## [Assigned task]
Write out exactly, please, every line from the beginning of the entries to the line holding "809L37 800L0 842V925L49", and no pictures.

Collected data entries
* * *

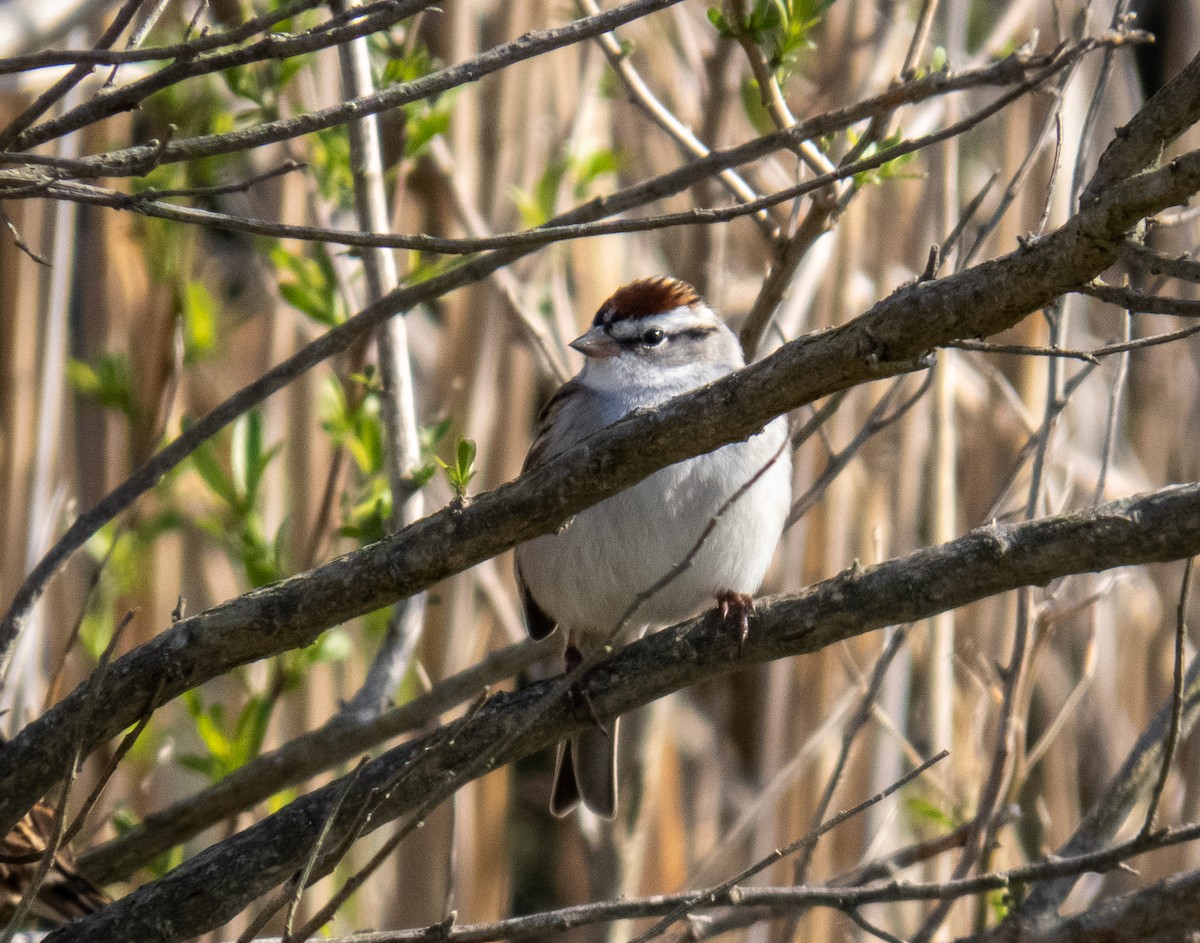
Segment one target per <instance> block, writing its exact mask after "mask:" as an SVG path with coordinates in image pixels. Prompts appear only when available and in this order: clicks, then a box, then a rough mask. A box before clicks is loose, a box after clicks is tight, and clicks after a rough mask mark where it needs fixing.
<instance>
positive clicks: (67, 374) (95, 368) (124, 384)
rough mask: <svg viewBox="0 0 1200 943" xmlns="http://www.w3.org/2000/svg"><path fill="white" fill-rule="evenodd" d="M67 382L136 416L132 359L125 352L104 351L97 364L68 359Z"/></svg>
mask: <svg viewBox="0 0 1200 943" xmlns="http://www.w3.org/2000/svg"><path fill="white" fill-rule="evenodd" d="M67 382H68V383H70V384H71V386H72V388H73V389H74V391H76V392H77V394H78V395H79V396H82V397H83V398H85V400H90V401H91V402H94V403H96V404H98V406H102V407H106V408H108V409H115V410H116V412H119V413H121V414H124V415H125V416H127V418H130V419H133V418H134V416H136V413H137V410H136V408H134V406H133V385H132V380H131V378H130V362H128V359H127V358H126V356H125V355H122V354H102V355H101V356H100V359H98V360H97V361H96V362H95V365H89V364H85V362H84V361H82V360H73V359H72V360H68V361H67Z"/></svg>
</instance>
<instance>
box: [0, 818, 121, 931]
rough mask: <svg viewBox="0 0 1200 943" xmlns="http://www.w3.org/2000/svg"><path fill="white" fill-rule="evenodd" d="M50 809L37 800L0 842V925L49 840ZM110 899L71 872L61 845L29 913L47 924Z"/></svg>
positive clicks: (47, 843) (20, 893) (81, 912)
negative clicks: (33, 915)
mask: <svg viewBox="0 0 1200 943" xmlns="http://www.w3.org/2000/svg"><path fill="white" fill-rule="evenodd" d="M54 818H55V815H54V810H53V807H52V806H50V805H49V804H48V803H46V801H40V803H37V804H36V805H35V806H34V807H32V809H30V810H29V812H26V813H25V816H24V818H22V819H20V821H19V822H18V823H17V824H16V825H13V827H12V829H11V830H10V831H8V834H7V835H5V836H4V837H2V839H0V927H2V926H5V925H6V924H7V923H8V921H10V920H11V919H12V917H13V914H14V913H16V909H17V905H18V903H19V902H20V899H22V896H23V895H24V893H25V890H26V889H28V888H29V885H30V882H32V881H34V877H35V875H36V873H37V870H38V867H40V865H41V859H42V857H43V855H44V854H46V851H47V848H48V847H49V846H50V843H52V841H53V836H54V828H55V824H54ZM110 902H112V901H110V899H109V897H108V895H107V894H104V891H102V890H101V889H100V888H97V887H96V885H95V884H92V883H91V882H90V881H89V879H88V878H85V877H84V876H83V875H80V873H79V872H78V871H77V870H76V864H74V855H72V854H71V852H70V851H68V849H67V848H65V847H62V848H59V851H58V853H55V855H54V860H53V863H52V865H50V870H49V871H47V873H46V879H44V881H43V882H42V884H41V887H40V888H37V893H36V896H35V897H34V902H32V906H31V907H30V913H32V914H34V915H35V917H37V918H38V919H41V920H42V921H44V923H46V924H49V925H52V926H61V925H62V924H66V923H70V921H71V920H74V919H77V918H79V917H86V915H88V914H91V913H95V912H96V911H98V909H101V908H102V907H106V906H107V905H109V903H110Z"/></svg>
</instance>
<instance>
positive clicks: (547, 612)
mask: <svg viewBox="0 0 1200 943" xmlns="http://www.w3.org/2000/svg"><path fill="white" fill-rule="evenodd" d="M570 347H572V348H574V349H575V350H577V352H580V353H581V354H583V356H584V362H583V366H582V368H581V370H580V372H578V373H577V374H576V376H575V377H572V378H571V379H570V380H568V382H566V383H565V384H563V385H562V386H560V388H559V389H558V391H557V392H556V394H554V395H553V396H552V397H551V398H550V401H548V402H547V403H546V406H545V408H544V409H542V412H541V414H540V416H539V419H538V425H536V428H535V431H534V437H533V444H532V445H530V449H529V454H528V456H527V458H526V463H524V469H530V468H535V467H538V466H540V464H542V463H545V462H547V461H550V460H551V458H553V457H554V456H556V455H559V454H560V452H563V451H565V450H568V449H570V448H571V446H574V445H577V444H578V443H581V442H583V440H584V439H587V438H588V437H590V436H593V434H595V433H596V432H599V431H601V430H602V428H605V427H606V426H610V425H612V424H613V422H616V421H617V420H619V419H622V418H623V416H625V415H626V414H629V413H630V412H632V410H635V409H643V408H652V407H656V406H660V404H661V403H664V402H666V401H667V400H670V398H672V397H674V396H678V395H680V394H685V392H688V391H690V390H695V389H697V388H700V386H703V385H706V384H708V383H710V382H713V380H716V379H720V378H721V377H725V376H727V374H730V373H732V372H733V371H736V370H739V368H742V367H744V366H745V360H744V356H743V353H742V347H740V344H739V343H738V338H737V336H736V335H734V334H733V332H732V331H731V330H730V329H728V326H726V324H725V323H724V320H721V318H720V317H718V314H716V313H715V312H714V311H713V308H712V307H709V305H708V304H707V302H706V301H704V299H703V298H702V296H701V295H700V294H698V293H697V292H696V289H695V288H692V287H691V286H690V284H688V283H686V282H682V281H679V280H676V278H670V277H653V278H640V280H637V281H634V282H631V283H629V284H625V286H624V287H622V288H619V289H618V290H617V292H614V293H613V294H612V296H611V298H610V299H608V300H607V301H605V302H604V305H601V306H600V308H599V311H598V312H596V314H595V318H594V319H593V322H592V326H590V329H589V330H588V331H587V332H586V334H584V335H582V336H581V337H578V338H576V340H575V341H572V342H571V344H570ZM791 466H792V463H791V452H790V449H788V427H787V419H786V418H785V416H779V418H776V419H774V420H772V421H770V422H769V424H768V425H767V426H766V427H764V428H763V430H762V431H761V432H758V433H757V434H755V436H751V437H750V438H749V439H746V440H745V442H737V443H733V444H730V445H725V446H721V448H720V449H716V450H714V451H712V452H708V454H707V455H701V456H697V457H695V458H689V460H686V461H684V462H679V463H677V464H673V466H670V467H667V468H664V469H661V470H659V471H655V473H654V474H652V475H649V476H648V477H646V479H644V480H642V481H641V482H638V483H637V485H634V486H632V487H630V488H628V489H625V491H623V492H620V493H618V494H614V495H612V497H610V498H606V499H605V500H602V501H600V503H598V504H595V505H593V506H592V507H588V509H587V510H584V511H581V512H580V513H577V515H575V517H574V518H571V519H570V521H569V522H568V523H566V524H565V525H564V527H563V528H560V529H559V530H558V531H557V533H553V534H546V535H542V536H539V537H535V539H534V540H530V541H528V542H524V543H521V545H518V546H517V548H516V578H517V585H518V589H520V593H521V600H522V605H523V608H524V613H526V621H527V627H528V631H529V635H530V636H532V637H533V638H535V639H540V638H545V637H546V636H548V635H550V633H551V632H553V631H554V630H556V629H559V630H562V635H563V642H564V662H565V666H566V669H568V671H570V669H571V668H572V667H575V666H576V665H578V663H580V662H581V661H583V660H584V659H587V657H588V656H590V655H592V654H593V653H595V651H598V650H599V649H604V648H607V647H610V645H616V644H623V643H624V642H626V641H631V639H634V638H637V637H640V636H641V635H643V633H644V632H647V631H654V630H658V629H662V627H666V626H668V625H673V624H676V623H678V621H682V620H684V619H688V618H691V617H692V615H697V614H698V613H700V612H702V611H704V609H706V608H708V607H709V606H712V605H713V603H714V601H715V602H716V603H718V605H719V606H720V608H721V611H722V613H724V614H725V617H726V619H727V620H732V621H733V623H736V624H737V625H739V626H740V630H742V633H743V635H742V641H744V638H745V635H744V632H745V626H746V624H748V623H746V620H748V612H749V611H750V609H751V607H752V594H754V593H755V591H756V590H757V589H758V587H760V584H761V583H762V579H763V577H764V575H766V572H767V569H768V567H769V566H770V563H772V559H773V557H774V552H775V547H776V545H778V542H779V539H780V536H781V534H782V530H784V524H785V521H786V518H787V512H788V509H790V505H791V476H792V473H791ZM739 492H742V493H739ZM734 495H736V497H734ZM731 499H733V500H732V501H731ZM710 524H712V530H710V533H708V534H707V536H704V531H706V529H707V528H709V525H710ZM702 537H703V540H702ZM701 541H702V542H701ZM697 545H698V548H697ZM685 563H686V565H683V564H685ZM676 567H680V569H679V571H678V572H677V573H676V575H674V577H673V578H672V579H670V582H666V583H665V584H664V585H661V587H660V588H659V589H658V590H656V591H655V593H653V594H652V595H649V597H647V599H644V600H643V601H642V603H641V606H640V607H638V608H637V611H636V612H635V613H634V615H632V618H630V619H629V621H628V625H625V626H624V627H623V630H622V631H620V632H619V637H618V636H616V635H614V632H616V630H617V626H618V624H619V623H620V620H622V617H623V615H624V614H625V613H626V611H628V609H629V608H630V606H631V605H632V603H634V602H635V601H636V600H637V599H638V596H641V595H643V594H646V591H647V590H648V589H650V588H652V587H654V585H655V584H656V583H658V582H659V581H660V579H662V577H665V576H667V575H668V573H670V572H672V570H674V569H676ZM577 693H578V691H577ZM583 693H584V695H586V691H583ZM617 728H618V721H617V720H613V721H612V722H611V728H608V729H605V728H604V727H602V726H601V725H599V722H596V723H594V725H593V726H592V727H589V728H586V729H583V731H582V732H581V733H578V734H575V735H574V737H572V738H571V739H570V740H568V741H564V743H562V744H559V747H558V756H557V761H556V765H554V785H553V788H552V793H551V803H550V809H551V812H552V813H553V815H556V816H558V817H563V816H566V815H568V813H570V812H571V811H572V810H574V809H576V807H577V806H578V804H580V803H581V801H582V804H583V805H584V806H586V807H587V809H589V810H592V811H593V812H594V813H596V815H598V816H600V817H601V818H613V817H614V816H616V812H617V763H616V757H617Z"/></svg>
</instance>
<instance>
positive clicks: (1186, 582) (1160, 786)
mask: <svg viewBox="0 0 1200 943" xmlns="http://www.w3.org/2000/svg"><path fill="white" fill-rule="evenodd" d="M1194 564H1195V557H1189V558H1188V561H1187V563H1186V564H1184V565H1183V581H1182V584H1181V585H1180V601H1178V605H1177V606H1176V611H1175V683H1174V684H1172V685H1171V725H1170V727H1168V729H1166V738H1165V739H1164V740H1163V762H1162V765H1160V767H1159V770H1158V779H1157V780H1156V781H1154V787H1153V788H1152V789H1151V791H1150V804H1148V805H1147V807H1146V818H1145V821H1144V822H1142V823H1141V830H1140V833H1139V834H1140V835H1141V836H1142V837H1145V836H1146V835H1150V834H1151V833H1152V831H1153V830H1154V816H1156V815H1157V813H1158V806H1159V803H1160V801H1162V800H1163V791H1164V789H1166V779H1168V776H1170V775H1171V761H1172V759H1175V751H1176V749H1177V747H1178V745H1180V731H1181V729H1182V727H1183V644H1184V641H1186V639H1187V633H1188V601H1189V596H1190V595H1192V567H1193V565H1194Z"/></svg>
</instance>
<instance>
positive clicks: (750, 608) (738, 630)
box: [716, 589, 754, 657]
mask: <svg viewBox="0 0 1200 943" xmlns="http://www.w3.org/2000/svg"><path fill="white" fill-rule="evenodd" d="M716 606H718V608H720V611H721V619H722V620H724V621H725V625H726V627H728V629H736V630H737V632H738V657H742V649H743V648H745V644H746V638H748V637H749V635H750V613H751V612H754V596H751V595H750V594H749V593H734V591H733V590H732V589H726V590H724V591H721V593H718V594H716Z"/></svg>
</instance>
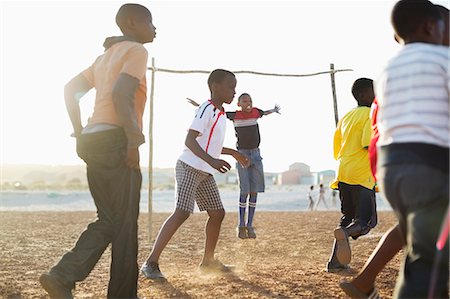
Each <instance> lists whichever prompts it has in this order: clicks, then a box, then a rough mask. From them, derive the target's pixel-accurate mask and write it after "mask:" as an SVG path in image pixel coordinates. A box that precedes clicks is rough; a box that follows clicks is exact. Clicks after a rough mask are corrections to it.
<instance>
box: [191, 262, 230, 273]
mask: <svg viewBox="0 0 450 299" xmlns="http://www.w3.org/2000/svg"><path fill="white" fill-rule="evenodd" d="M199 268H200V270H201V271H203V272H230V271H231V269H230V267H228V266H225V265H224V264H222V262H220V261H219V260H212V261H210V262H208V263H203V264H200V266H199Z"/></svg>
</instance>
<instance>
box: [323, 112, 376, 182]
mask: <svg viewBox="0 0 450 299" xmlns="http://www.w3.org/2000/svg"><path fill="white" fill-rule="evenodd" d="M369 115H370V107H365V106H358V107H356V108H354V109H352V110H351V111H350V112H348V113H347V114H346V115H345V116H344V117H343V118H342V119H341V120H339V122H338V125H337V127H336V132H335V133H334V140H333V149H334V158H335V159H336V160H338V161H339V168H338V171H337V176H336V178H335V179H334V180H333V182H331V184H330V187H331V188H332V189H337V188H338V183H339V182H342V183H346V184H349V185H361V186H363V187H365V188H367V189H373V188H374V186H375V179H374V177H373V175H372V172H371V170H370V162H369V153H368V150H367V148H368V146H369V143H370V139H371V137H372V128H371V121H370V117H369Z"/></svg>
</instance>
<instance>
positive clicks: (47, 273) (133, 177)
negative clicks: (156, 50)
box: [39, 4, 156, 298]
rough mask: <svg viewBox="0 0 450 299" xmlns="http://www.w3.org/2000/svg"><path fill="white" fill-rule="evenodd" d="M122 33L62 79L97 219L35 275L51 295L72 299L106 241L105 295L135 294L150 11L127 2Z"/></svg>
mask: <svg viewBox="0 0 450 299" xmlns="http://www.w3.org/2000/svg"><path fill="white" fill-rule="evenodd" d="M116 23H117V25H118V26H119V28H120V30H121V31H122V33H123V34H124V35H123V36H120V37H110V38H107V39H106V40H105V43H104V46H105V52H104V53H103V54H102V55H100V56H99V57H98V58H97V59H96V60H95V62H94V63H93V64H92V65H91V66H90V67H88V68H87V69H86V70H84V71H83V72H82V73H80V74H79V75H77V76H75V77H74V78H73V79H72V80H71V81H70V82H69V83H67V84H66V86H65V90H64V97H65V102H66V107H67V111H68V113H69V117H70V120H71V122H72V125H73V129H74V135H75V137H76V139H77V154H78V156H79V157H80V158H82V159H83V160H84V161H85V162H86V164H87V177H88V182H89V190H90V192H91V194H92V197H93V199H94V202H95V205H96V207H97V217H98V218H97V220H96V221H94V222H93V223H91V224H89V225H88V227H87V228H86V230H85V231H84V232H83V233H82V234H81V236H80V237H79V239H78V241H77V243H76V244H75V247H73V248H72V249H71V250H70V251H69V252H67V253H66V254H65V255H64V256H63V257H62V259H61V260H60V261H59V262H58V263H57V264H56V265H55V266H54V267H53V268H52V269H51V270H50V272H49V273H44V274H42V275H41V276H40V278H39V281H40V283H41V285H42V287H43V288H44V289H45V290H46V291H47V292H48V294H49V295H50V298H72V289H73V288H74V287H75V282H78V281H82V280H84V279H85V278H86V277H87V276H88V275H89V273H90V272H91V270H92V269H93V268H94V266H95V264H96V263H97V262H98V260H99V259H100V257H101V255H102V254H103V252H104V251H105V249H106V248H107V247H108V245H109V244H111V245H112V257H111V258H112V261H111V270H110V281H109V286H108V294H107V297H108V298H137V278H138V266H137V251H138V240H137V220H138V215H139V200H140V189H141V182H142V176H141V172H140V168H139V151H138V147H139V145H141V144H142V143H144V135H143V134H142V114H143V110H144V106H145V101H146V89H147V88H146V78H145V73H146V71H147V57H148V53H147V50H146V49H145V48H144V46H143V44H145V43H149V42H152V41H153V39H154V38H155V35H156V33H155V26H154V25H153V24H152V15H151V13H150V11H149V10H148V9H147V8H146V7H144V6H142V5H139V4H125V5H123V6H121V7H120V9H119V11H118V12H117V15H116ZM92 88H95V89H96V99H95V107H94V112H93V115H92V117H91V118H90V119H89V123H88V124H87V126H86V127H83V126H82V123H81V117H80V106H79V104H78V101H79V99H80V98H81V97H82V96H83V95H84V94H86V93H87V92H88V91H89V90H90V89H92Z"/></svg>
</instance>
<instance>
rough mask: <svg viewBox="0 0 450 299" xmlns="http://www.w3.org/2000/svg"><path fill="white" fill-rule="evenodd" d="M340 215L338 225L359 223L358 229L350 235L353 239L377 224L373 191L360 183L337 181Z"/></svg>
mask: <svg viewBox="0 0 450 299" xmlns="http://www.w3.org/2000/svg"><path fill="white" fill-rule="evenodd" d="M338 188H339V197H340V199H341V212H342V217H341V221H340V226H342V227H347V226H349V225H350V224H352V223H355V224H359V226H360V228H361V229H360V231H359V232H358V233H356V234H353V235H352V238H353V239H356V238H358V237H359V236H361V235H365V234H367V233H368V232H369V231H370V229H372V228H374V227H375V226H376V224H377V221H378V220H377V208H376V201H375V191H374V190H370V189H367V188H365V187H363V186H361V185H349V184H346V183H342V182H339V183H338Z"/></svg>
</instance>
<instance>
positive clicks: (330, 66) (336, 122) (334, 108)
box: [330, 63, 339, 126]
mask: <svg viewBox="0 0 450 299" xmlns="http://www.w3.org/2000/svg"><path fill="white" fill-rule="evenodd" d="M334 74H335V70H334V63H330V76H331V91H332V92H333V106H334V121H335V124H336V126H337V123H338V121H339V116H338V112H337V99H336V84H335V79H334Z"/></svg>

* * *

## [Answer section]
Segment one target per <instance> block, writing its exact mask after "mask:" as an SVG path with coordinates in image pixels. Prompts appear only when available and in this order: clicks, then a box, then a rough mask. A box before clicks is loose, a box after clicks is tight, and clicks after a rough mask mark where it needs fixing.
<instance>
positive clicks: (67, 374) (95, 368) (124, 384)
rough mask: <svg viewBox="0 0 1200 943" xmlns="http://www.w3.org/2000/svg"><path fill="white" fill-rule="evenodd" d="M67 382L136 416L132 359L125 352L104 351L97 364L68 359Z"/></svg>
mask: <svg viewBox="0 0 1200 943" xmlns="http://www.w3.org/2000/svg"><path fill="white" fill-rule="evenodd" d="M67 382H68V383H70V384H71V386H72V388H73V389H74V391H76V392H77V394H78V395H79V396H82V397H83V398H85V400H90V401H91V402H94V403H96V404H98V406H102V407H106V408H108V409H115V410H116V412H119V413H121V414H124V415H125V416H127V418H130V419H133V418H134V416H136V413H137V410H136V408H134V406H133V385H132V380H131V378H130V362H128V359H127V358H126V356H125V355H122V354H102V355H101V356H100V359H98V360H97V361H96V362H95V365H89V364H85V362H84V361H82V360H73V359H72V360H68V361H67Z"/></svg>
</instance>
<instance>
box: [0, 818, 121, 931]
rough mask: <svg viewBox="0 0 1200 943" xmlns="http://www.w3.org/2000/svg"><path fill="white" fill-rule="evenodd" d="M50 809L37 800L0 842V925L49 840ZM110 899L71 872L61 845L29 913L47 924Z"/></svg>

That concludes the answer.